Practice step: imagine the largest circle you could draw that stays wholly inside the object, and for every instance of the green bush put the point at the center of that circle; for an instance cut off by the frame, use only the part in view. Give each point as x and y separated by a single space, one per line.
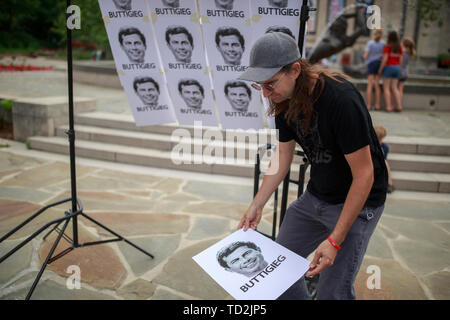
6 104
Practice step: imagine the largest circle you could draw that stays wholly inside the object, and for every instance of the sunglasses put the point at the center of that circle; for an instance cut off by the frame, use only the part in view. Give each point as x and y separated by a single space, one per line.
268 87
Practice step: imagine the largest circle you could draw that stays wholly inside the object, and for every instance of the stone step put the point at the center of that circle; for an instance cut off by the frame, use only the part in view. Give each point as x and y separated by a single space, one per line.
419 181
242 149
245 150
419 145
419 163
126 122
151 157
403 180
397 144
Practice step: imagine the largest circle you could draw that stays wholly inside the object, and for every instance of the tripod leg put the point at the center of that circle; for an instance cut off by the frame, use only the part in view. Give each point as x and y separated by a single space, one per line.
118 235
38 277
53 229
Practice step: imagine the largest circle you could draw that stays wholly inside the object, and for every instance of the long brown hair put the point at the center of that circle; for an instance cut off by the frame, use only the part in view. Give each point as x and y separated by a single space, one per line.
304 95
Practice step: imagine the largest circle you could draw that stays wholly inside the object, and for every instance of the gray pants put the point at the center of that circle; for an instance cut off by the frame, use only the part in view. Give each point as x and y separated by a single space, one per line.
307 223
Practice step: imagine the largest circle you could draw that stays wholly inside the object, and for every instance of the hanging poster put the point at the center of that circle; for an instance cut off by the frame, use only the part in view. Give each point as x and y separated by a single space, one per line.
178 33
228 37
132 43
250 266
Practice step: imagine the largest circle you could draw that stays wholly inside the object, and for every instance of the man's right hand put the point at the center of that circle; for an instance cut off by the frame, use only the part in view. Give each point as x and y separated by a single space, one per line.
251 218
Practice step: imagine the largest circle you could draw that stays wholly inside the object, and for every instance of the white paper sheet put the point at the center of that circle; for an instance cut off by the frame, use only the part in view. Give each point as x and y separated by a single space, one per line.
250 266
179 37
227 31
132 43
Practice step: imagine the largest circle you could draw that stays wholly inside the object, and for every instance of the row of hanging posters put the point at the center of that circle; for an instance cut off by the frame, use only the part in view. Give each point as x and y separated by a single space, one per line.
171 55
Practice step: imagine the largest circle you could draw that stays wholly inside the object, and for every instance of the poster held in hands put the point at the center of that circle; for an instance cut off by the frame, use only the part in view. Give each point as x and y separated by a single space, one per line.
250 266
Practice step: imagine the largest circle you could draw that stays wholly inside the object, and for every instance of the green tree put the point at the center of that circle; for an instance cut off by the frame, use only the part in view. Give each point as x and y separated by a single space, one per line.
27 23
92 26
430 11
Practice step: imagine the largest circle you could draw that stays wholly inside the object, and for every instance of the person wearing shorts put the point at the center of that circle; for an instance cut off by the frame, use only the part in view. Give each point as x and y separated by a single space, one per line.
372 56
390 72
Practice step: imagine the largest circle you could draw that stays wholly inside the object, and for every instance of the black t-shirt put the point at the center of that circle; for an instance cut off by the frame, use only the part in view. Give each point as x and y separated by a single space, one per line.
340 125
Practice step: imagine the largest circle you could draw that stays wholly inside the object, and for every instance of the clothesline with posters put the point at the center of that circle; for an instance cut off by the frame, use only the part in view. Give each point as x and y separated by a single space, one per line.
179 60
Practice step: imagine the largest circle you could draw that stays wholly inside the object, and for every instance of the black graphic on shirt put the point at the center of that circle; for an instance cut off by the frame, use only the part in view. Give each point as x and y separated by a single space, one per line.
311 142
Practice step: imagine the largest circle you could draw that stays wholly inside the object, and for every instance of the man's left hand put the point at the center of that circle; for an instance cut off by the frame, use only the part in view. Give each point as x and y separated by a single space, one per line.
323 258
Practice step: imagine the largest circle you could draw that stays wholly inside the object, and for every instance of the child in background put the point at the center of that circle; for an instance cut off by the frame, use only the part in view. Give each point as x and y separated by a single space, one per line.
372 56
381 134
409 52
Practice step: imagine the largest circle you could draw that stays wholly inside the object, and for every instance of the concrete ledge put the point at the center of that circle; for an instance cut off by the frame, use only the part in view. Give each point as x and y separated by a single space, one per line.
41 116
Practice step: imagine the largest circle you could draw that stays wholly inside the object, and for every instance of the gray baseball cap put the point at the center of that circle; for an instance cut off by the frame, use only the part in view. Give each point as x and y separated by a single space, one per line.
269 54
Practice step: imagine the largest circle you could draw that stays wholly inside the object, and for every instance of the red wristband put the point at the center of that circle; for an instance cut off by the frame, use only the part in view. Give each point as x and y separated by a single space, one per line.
334 244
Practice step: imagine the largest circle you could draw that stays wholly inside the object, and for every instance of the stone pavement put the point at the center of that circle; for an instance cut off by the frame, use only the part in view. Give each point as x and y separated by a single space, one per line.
175 215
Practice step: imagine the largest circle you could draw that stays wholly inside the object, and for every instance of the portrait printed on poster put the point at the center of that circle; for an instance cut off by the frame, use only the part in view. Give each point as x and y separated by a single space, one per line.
180 42
193 94
248 265
134 44
277 8
231 45
148 91
239 96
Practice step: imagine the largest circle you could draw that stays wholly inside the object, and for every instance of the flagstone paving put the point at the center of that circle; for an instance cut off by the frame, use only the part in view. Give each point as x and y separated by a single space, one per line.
175 219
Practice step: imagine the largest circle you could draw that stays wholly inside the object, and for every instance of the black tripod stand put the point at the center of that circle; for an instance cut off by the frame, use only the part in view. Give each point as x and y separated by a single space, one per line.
77 208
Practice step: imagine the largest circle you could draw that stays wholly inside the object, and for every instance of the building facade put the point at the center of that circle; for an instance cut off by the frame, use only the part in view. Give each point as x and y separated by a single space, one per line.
432 41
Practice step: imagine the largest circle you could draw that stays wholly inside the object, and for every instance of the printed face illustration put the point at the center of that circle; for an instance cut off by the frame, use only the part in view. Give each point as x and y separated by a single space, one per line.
148 93
245 260
192 96
231 49
122 4
224 4
238 98
181 47
134 47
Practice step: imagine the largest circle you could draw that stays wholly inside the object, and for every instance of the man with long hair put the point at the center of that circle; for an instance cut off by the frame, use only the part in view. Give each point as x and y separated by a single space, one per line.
326 115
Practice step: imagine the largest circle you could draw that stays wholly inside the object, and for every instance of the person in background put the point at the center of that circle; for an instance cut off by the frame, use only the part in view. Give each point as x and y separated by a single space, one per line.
381 134
409 52
372 56
390 71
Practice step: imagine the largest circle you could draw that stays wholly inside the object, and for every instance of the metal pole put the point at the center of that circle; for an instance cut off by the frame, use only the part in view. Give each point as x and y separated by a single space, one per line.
71 132
304 16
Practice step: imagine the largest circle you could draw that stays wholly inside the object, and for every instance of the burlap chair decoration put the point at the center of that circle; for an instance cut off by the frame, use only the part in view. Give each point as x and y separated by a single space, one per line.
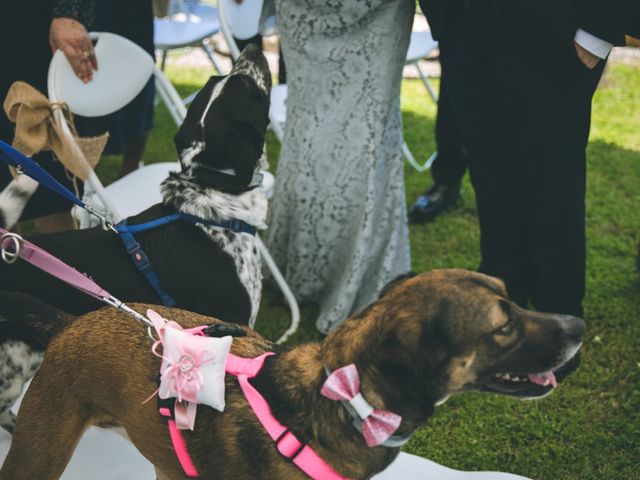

++++++

CHALLENGE
Gather every line of the items above that contains the string "long" and copy each one.

EXERCISE ANSWER
Practice step: imagine the largest circle you could draw that stays wholly inside the object, and for every instance of the long brown hair put the point at the center of that circle; for an instance cut off by the frame, use only the part in view. Give each point as x and y separated by a single space, one per line.
Practice step: imagine the largest circle you could draw that stays wholly inside the object, and for every instance of the man with long hair put the point at the center of that circle; for an instance cut off by the frame, use only the part in view. Give each point as x and y separated by a single space, one per line.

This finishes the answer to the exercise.